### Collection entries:
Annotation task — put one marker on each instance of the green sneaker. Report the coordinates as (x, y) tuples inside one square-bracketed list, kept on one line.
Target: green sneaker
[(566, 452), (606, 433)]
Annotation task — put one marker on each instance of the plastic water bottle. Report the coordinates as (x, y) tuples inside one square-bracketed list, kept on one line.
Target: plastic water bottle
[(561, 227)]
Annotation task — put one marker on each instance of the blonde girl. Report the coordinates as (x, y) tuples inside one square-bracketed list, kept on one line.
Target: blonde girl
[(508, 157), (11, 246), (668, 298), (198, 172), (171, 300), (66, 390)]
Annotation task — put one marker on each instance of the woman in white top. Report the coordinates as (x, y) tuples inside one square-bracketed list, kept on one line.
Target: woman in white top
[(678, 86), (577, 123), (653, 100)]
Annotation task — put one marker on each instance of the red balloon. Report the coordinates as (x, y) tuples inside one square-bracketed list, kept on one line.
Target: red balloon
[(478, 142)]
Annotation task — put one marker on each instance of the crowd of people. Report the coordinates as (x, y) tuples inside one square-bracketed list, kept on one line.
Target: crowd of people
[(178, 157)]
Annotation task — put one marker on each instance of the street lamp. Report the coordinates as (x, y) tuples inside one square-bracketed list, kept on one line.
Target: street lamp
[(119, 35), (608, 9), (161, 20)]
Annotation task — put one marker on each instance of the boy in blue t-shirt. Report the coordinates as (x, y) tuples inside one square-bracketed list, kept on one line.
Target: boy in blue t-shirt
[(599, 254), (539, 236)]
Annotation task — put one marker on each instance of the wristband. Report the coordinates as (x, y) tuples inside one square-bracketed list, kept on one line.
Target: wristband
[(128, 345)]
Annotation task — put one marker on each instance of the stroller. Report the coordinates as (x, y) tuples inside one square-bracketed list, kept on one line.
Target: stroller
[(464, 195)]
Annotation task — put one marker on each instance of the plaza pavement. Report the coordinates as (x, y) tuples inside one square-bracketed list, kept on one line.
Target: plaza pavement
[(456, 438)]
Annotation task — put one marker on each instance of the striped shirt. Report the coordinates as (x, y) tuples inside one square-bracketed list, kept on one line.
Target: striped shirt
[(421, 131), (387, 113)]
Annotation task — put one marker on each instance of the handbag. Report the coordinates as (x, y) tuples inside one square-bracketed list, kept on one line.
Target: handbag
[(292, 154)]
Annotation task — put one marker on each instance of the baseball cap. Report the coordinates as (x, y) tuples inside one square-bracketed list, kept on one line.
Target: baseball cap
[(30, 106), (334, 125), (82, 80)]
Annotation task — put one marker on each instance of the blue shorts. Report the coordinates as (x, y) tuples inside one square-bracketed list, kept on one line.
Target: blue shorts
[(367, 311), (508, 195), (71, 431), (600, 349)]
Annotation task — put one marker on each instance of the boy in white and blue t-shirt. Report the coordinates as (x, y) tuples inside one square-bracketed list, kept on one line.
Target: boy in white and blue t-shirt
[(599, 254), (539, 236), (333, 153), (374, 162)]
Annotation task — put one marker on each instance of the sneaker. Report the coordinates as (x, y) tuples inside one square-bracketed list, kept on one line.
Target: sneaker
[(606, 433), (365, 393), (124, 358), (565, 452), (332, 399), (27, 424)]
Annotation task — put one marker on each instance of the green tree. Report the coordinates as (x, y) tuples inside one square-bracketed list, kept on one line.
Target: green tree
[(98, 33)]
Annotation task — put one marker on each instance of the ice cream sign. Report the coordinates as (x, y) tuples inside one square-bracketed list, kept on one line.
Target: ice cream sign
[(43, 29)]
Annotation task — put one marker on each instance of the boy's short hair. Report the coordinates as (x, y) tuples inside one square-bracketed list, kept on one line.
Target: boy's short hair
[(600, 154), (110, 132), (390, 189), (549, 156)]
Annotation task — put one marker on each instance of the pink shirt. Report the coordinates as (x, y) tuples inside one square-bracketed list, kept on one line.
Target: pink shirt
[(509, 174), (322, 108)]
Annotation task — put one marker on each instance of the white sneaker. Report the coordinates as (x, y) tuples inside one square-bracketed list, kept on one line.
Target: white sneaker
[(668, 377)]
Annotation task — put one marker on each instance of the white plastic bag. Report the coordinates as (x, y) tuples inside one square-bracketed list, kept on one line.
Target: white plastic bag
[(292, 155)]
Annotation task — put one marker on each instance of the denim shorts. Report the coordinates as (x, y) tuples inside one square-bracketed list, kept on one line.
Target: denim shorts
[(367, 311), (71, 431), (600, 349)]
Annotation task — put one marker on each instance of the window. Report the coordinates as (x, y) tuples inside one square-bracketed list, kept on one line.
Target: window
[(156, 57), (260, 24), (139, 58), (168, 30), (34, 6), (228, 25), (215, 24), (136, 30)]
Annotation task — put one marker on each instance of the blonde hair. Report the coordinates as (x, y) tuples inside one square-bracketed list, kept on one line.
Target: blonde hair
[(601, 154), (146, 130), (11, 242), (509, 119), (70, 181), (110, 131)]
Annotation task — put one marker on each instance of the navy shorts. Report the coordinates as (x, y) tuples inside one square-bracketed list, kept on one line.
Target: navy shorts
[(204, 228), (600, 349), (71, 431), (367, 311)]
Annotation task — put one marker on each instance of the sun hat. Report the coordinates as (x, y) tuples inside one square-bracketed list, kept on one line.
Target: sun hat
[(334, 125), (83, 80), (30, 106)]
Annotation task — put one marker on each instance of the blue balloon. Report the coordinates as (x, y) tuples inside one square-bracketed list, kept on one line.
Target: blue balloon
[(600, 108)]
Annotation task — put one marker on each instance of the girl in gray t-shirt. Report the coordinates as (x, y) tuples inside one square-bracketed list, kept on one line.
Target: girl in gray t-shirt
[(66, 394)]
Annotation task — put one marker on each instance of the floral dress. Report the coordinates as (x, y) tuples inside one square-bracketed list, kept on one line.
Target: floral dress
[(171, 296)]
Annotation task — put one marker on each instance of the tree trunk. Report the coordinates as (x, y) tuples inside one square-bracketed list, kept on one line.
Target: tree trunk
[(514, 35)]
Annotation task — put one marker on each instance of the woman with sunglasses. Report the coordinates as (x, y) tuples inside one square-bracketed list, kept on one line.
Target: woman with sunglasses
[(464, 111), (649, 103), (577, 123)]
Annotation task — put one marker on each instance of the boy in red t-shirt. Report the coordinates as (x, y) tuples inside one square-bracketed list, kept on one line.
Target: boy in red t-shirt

### Task item:
Retype each line of the data exactly as it reads.

### Your response:
Annotation task — put one marker on each instance of the green sneaker. Report the coordinates as (x, y) tuples inside one square-bracketed list, kept on one line.
Target: green sneaker
[(566, 452), (606, 433)]
Annotation task — put one marker on each instance of the plastic water bottle. Report the coordinates as (x, y) tuples inside one square-bracketed list, kept on one line.
Target: plastic water bottle
[(561, 227)]
Annotation task — put one marker on each instance of the blonde girl. Report the coordinates as (x, y) tuples inside one square-bracketed list, kept on one line.
Target: blonde girl
[(508, 157), (11, 246), (668, 298), (198, 172), (171, 300), (66, 390)]
Annotation task — put one marker on each instance of the woman in white top. Report the coordinates as (x, y) tuples inside one square-bracketed list, kept on one line.
Target: woman in white top
[(678, 86), (577, 123), (653, 100)]
Annotation task — put one marker on each instance of the red balloon. Report the coordinates as (x, y) tuples inside one square-bracketed list, kept on one line.
Target: red balloon
[(478, 142)]
Annotation task — put one marker on each instance of the crowd of people. Report the coordinates as (x, y) tuples inside one square-bracketed list, kept on one line.
Target: crowd of people
[(178, 157)]
Annotation task — put one marker on each instance of the street lamp. Report the coordinates as (x, y) tuples inside one square-bracketed list, kept on one line.
Target: street lamp
[(119, 35), (608, 9), (161, 20)]
Annotation task — put one marker on each instance of the boy in blue t-shirt. Report the coordinates as (x, y) tuples inside one square-bracketed list, kept on one line.
Target: boy in blue t-shirt
[(599, 254), (539, 236)]
Annotation task — put one marker on each instance of the wristband. Report the coordinates as (x, y) tuples inside one square-bracketed list, kept on one line.
Target: wristband
[(128, 345)]
Annotation task — put one marker on each instance of the stroller. Report the coordinates as (x, y) tuples inside one square-bracketed list, kept on one line.
Target: stroller
[(464, 195)]
Annotation task — put one marker on each instance of the plaza pavement. Report the coordinates as (x, y) tuples inside one square-bracketed list, kept on one line.
Target: plaza pavement
[(456, 438)]
Annotation task — put one marker on each instance of the striped shirt. Report the coordinates as (x, y) tuples inside one square-bracketed list, kept on one line.
Target: striped shirt
[(421, 131), (387, 113)]
Annotation task — put one marker on each instance of the handbag. Report the coordinates as (x, y) tuples inside one square-bracketed list, kept on one line.
Target: handbag
[(292, 154)]
Annotation task — put one marker on each instance of the baseball cap. Report the coordinates as (x, y) tuples inside one square-bracketed list, kept on one line.
Target: baseball cap
[(30, 106), (334, 125), (82, 80)]
Annotation task — put one marker on each instance of the blue shorts. Report the coordinates as (x, y) tuples inside one square-bracketed list, kept on one line.
Target: blue shorts
[(367, 311), (508, 195), (71, 431), (600, 349)]
Annotation task — put one marker on each instance of the boy in white and blue t-shirt. Report the coordinates as (x, y) tuples inside one square-bracketed list, kept on one line.
Target: boy in white and blue t-shirt
[(599, 254), (539, 236), (333, 153), (374, 162)]
Annotation task — put one marker on each instance of the sneaker. Report the coordinates as (x, y) tuples inside one square-bracketed list, kept on one line.
Target: sneaker
[(606, 433), (365, 393), (124, 358), (565, 452), (332, 399), (27, 424)]
Annotation task — put one marker on each instance of the green tree. Report the coordinates as (x, y) tuples inside one square-bracketed list, kept on one line.
Target: green tree
[(98, 33)]
Annotation task — put one marker on each instance of the ice cream sign. Report the coordinates as (x, y) tuples inside one square-bracketed list, kept on one line.
Target: ice cream sign
[(43, 29)]
Annotation task — put one marker on each instance of the boy's short hair. Report the coordinates as (x, y) tuples inside one square-bracketed list, kept on one line.
Target: boy's short hair
[(600, 154), (110, 132), (390, 189), (549, 156)]
Annotation task — put one marker on each instance of the pink shirt. Report the coordinates as (x, y) tuples inside one square-bracketed list, kept on one line.
Target: pink shirt
[(509, 174), (322, 108)]
Annotation task — put one marker on each instance of the white sneaker. Report the coordinates as (x, y) tuples inside one square-bracketed list, kept on one line.
Target: white sneaker
[(668, 377)]
Annotation task — put one marker on each instance of the white plastic bag. Report the coordinates as (x, y) tuples inside one square-bracketed list, kept on one line.
Target: white plastic bag
[(292, 155)]
Annotation task — put one marker on each instance of the denim shorts. Report the coordinates as (x, y) tuples inside one square-bracketed list, kept on one line.
Target: denim shorts
[(367, 311), (71, 431), (600, 349)]
Annotation task — put one marker on each instance of the window. Report the coordinates as (x, y) tuples inside one square-bracketed list, kept on one line.
Target: window
[(156, 57), (260, 24), (139, 58), (168, 30), (34, 6), (228, 25), (215, 24), (136, 30)]
Annotation task — put one marker on each instance of the blonde hair. Report the coordinates as (x, y) tuples inside one square-bracketed list, kept on one line.
Target: blonde hair
[(601, 154), (146, 130), (11, 242), (509, 119), (70, 181), (110, 131)]
Annotation task — put one marker on each instance of the navy shorts. Report the coordinates as (x, y) tuples inside one square-bracketed list, kept on one line.
Target: navy shorts
[(204, 228), (600, 349), (71, 431), (367, 311)]
Annotation task — put one marker on each instance of the sun hat. Report the coordinates as (x, y) tuples inside one square-bracketed list, kept on one line.
Target: sun hat
[(334, 125), (83, 80), (30, 106)]
Annotation task — put one marker on each instance of the blue balloon. Report the coordinates as (x, y) tuples inside one square-bracketed list, kept on one line.
Target: blue balloon
[(600, 108)]
Annotation task — put one marker on each instance of the girl in gray t-shirt. Report the coordinates as (x, y) tuples inside one square-bracketed list, kept on one line.
Target: girl in gray t-shirt
[(66, 394)]
Annotation task — put one marker on each instance of the floral dress. Report the coordinates as (x, y) tuples inside one square-bracketed list, kept on one line.
Target: floral dress
[(171, 296)]
Annotation task — put one marker on each instance of the tree trunk. Report the coordinates as (x, y) tuples inside one square-bracketed list, kept on one line.
Target: tree trunk
[(514, 35)]
Annotation task — put one marker on each instance of the woman with sunglasses. Report the coordinates as (x, y) tuples inside one square-bracketed list, kept on one line.
Target: woman with sunglasses
[(464, 111), (649, 103), (577, 123)]
Annotation task — put one marker on each instance of the boy in red t-shirt. Report the coordinates as (x, y) tuples inside one square-bracketed list, kept on one line.
Target: boy in red t-shirt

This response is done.